Records pointing to named objects

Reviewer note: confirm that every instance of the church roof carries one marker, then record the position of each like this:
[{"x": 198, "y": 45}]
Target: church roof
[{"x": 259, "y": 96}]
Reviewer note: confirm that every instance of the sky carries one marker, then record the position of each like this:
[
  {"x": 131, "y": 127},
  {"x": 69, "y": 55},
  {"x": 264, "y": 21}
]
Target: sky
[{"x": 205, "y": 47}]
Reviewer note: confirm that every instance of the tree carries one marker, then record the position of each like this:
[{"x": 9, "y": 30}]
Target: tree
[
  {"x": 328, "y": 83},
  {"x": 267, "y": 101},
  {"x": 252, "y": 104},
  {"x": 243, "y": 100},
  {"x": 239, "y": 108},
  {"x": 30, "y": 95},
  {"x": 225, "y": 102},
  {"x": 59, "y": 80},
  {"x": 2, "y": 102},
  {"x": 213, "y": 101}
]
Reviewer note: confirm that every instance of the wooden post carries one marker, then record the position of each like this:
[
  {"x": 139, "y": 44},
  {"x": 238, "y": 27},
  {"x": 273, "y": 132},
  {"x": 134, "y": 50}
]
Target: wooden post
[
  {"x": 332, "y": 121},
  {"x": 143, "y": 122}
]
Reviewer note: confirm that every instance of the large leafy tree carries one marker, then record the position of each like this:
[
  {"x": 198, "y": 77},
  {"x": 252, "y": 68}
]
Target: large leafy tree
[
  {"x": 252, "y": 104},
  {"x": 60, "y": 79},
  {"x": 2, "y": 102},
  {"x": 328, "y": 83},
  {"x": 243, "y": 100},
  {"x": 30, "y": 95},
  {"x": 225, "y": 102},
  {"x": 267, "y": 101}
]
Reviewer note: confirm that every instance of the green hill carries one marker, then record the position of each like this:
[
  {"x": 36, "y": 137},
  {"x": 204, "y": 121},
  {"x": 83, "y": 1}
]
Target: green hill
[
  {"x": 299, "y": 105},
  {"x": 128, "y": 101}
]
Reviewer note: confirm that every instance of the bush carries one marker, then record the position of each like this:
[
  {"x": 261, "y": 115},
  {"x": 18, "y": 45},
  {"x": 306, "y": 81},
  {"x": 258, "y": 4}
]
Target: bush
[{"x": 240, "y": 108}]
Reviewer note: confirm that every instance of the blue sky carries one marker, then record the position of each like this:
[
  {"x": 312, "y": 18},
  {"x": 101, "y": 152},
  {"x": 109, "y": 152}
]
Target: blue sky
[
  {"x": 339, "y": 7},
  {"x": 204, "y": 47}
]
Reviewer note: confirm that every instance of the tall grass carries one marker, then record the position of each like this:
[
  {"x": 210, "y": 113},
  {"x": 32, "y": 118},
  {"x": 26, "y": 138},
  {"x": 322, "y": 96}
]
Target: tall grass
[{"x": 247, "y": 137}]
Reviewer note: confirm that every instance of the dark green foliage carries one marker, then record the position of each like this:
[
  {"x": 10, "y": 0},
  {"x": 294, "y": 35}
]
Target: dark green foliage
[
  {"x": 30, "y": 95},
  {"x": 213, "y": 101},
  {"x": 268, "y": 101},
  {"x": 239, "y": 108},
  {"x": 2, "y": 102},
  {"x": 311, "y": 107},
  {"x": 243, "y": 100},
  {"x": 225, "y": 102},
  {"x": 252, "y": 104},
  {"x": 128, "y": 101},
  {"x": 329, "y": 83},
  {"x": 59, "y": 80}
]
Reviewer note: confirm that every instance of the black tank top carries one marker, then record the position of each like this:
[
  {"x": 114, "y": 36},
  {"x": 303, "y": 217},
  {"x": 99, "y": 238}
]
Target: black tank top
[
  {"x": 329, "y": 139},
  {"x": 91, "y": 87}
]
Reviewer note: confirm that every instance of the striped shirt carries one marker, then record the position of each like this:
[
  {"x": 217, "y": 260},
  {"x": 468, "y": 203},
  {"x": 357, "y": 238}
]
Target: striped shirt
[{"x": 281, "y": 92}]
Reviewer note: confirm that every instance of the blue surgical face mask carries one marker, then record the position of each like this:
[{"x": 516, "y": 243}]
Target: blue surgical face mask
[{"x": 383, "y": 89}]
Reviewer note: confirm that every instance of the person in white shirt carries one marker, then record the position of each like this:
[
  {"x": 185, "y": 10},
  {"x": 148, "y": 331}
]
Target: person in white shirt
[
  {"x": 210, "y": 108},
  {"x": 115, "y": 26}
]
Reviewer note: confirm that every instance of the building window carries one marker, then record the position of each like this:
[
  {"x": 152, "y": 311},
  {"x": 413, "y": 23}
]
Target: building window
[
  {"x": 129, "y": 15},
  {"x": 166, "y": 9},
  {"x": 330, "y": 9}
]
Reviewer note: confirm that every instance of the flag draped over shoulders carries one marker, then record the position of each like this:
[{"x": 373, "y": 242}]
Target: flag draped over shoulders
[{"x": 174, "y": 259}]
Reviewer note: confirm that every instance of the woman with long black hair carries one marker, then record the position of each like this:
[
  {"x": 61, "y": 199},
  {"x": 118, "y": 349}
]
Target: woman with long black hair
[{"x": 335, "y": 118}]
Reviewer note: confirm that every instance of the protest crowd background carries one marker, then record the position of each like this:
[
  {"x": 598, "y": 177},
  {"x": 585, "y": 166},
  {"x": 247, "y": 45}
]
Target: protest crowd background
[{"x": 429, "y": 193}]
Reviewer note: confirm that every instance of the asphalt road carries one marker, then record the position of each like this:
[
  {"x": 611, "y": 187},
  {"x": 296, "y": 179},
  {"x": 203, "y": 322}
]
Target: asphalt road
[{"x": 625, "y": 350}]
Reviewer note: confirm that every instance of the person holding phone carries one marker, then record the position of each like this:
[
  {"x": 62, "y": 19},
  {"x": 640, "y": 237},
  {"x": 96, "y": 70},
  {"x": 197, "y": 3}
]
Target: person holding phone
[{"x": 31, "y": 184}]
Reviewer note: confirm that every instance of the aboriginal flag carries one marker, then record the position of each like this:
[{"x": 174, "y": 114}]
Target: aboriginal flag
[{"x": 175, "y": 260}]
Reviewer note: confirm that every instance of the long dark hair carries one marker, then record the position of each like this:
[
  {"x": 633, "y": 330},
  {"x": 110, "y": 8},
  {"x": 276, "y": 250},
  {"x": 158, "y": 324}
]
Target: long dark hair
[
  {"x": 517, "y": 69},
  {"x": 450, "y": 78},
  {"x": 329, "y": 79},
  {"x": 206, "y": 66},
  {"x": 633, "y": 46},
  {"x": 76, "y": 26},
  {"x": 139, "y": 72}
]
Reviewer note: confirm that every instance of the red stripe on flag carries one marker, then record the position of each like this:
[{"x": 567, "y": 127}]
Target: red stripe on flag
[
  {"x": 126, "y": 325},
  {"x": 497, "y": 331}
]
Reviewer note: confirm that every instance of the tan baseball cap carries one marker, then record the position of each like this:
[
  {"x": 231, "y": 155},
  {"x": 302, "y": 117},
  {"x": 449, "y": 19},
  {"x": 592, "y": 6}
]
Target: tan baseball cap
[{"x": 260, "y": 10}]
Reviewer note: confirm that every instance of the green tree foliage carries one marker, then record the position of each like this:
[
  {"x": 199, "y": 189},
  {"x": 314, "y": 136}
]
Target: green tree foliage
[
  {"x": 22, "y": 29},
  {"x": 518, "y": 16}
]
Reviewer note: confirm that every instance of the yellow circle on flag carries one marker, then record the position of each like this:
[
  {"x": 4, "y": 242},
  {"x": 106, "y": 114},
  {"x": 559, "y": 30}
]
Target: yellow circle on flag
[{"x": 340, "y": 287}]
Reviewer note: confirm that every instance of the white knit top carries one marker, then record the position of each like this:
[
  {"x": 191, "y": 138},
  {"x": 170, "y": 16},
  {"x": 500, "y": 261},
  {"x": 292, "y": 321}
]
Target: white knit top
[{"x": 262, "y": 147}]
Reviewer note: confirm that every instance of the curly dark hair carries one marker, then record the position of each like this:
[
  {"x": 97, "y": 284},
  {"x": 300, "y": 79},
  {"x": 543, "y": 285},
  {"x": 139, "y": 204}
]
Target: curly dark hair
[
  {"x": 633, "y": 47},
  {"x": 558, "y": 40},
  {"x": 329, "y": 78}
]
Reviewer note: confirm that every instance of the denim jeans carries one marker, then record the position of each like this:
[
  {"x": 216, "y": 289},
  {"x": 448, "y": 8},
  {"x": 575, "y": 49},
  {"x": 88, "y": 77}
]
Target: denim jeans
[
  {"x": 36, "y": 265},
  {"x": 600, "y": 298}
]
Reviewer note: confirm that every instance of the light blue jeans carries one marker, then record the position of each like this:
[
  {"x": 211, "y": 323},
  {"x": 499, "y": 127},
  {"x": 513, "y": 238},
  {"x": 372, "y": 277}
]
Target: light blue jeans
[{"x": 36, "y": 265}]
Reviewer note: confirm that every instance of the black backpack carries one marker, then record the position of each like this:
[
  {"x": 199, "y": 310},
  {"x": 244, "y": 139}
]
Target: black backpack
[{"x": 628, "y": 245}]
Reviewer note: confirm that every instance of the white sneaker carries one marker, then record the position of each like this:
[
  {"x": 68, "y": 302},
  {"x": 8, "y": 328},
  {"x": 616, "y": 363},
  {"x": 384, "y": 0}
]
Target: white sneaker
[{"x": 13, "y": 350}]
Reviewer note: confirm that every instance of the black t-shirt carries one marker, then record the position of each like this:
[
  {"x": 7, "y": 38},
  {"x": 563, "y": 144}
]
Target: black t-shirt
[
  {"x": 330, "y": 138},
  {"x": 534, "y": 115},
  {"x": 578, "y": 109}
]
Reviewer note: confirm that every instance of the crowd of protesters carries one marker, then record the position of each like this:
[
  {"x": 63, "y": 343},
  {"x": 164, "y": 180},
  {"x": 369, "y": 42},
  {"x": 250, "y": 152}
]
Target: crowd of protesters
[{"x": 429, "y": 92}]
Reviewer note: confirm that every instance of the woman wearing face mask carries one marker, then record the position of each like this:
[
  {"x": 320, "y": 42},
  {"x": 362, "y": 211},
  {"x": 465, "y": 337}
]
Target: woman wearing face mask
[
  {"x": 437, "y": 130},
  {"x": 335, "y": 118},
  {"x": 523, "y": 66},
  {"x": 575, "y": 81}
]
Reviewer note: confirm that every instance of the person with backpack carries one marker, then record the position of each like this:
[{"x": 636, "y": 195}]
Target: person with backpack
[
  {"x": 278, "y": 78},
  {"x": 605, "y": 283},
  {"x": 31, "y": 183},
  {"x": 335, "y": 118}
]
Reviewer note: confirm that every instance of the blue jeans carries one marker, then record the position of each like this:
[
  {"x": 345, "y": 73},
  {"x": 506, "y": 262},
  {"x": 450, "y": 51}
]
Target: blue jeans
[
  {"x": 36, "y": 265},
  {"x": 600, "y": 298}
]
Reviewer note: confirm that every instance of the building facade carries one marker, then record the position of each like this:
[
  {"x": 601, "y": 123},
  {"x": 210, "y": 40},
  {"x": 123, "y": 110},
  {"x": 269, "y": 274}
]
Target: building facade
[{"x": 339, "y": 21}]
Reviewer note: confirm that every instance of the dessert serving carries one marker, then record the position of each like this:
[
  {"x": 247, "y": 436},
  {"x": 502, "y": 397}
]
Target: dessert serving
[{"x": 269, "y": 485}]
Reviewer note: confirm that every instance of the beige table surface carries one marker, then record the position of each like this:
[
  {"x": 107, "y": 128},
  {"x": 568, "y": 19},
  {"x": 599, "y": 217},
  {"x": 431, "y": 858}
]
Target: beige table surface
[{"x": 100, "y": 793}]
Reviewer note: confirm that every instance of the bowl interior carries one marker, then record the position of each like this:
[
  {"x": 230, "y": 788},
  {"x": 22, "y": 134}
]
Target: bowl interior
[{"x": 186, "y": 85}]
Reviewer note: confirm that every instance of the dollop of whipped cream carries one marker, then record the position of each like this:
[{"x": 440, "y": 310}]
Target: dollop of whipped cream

§ Exercise aim: Reproduce the lines of the listing above exactly, from the line containing "Reviewer note: confirm that every instance of the dessert" through the final line of the listing, including both of those lines.

§ Solution for this problem:
Reviewer note: confirm that every instance of the dessert serving carries one marker, then record the position of each like this:
[
  {"x": 247, "y": 436},
  {"x": 502, "y": 397}
]
Target: dessert serving
[{"x": 269, "y": 485}]
Reviewer note: confirm that every instance of the beige table surface carries one marker, then record the position of each like this:
[
  {"x": 107, "y": 128},
  {"x": 568, "y": 19},
  {"x": 599, "y": 217},
  {"x": 431, "y": 858}
]
Target: beige table surface
[{"x": 100, "y": 793}]
Reviewer note: confirm that every instance of the bowl interior carries one marker, then record the position of each like this:
[
  {"x": 230, "y": 788},
  {"x": 22, "y": 134}
]
Target: bowl interior
[{"x": 186, "y": 85}]
Reviewer note: confirm that every instance of the dollop of whipped cream carries one marker, then record the position of each like this:
[{"x": 440, "y": 310}]
Target: dollop of whipped cream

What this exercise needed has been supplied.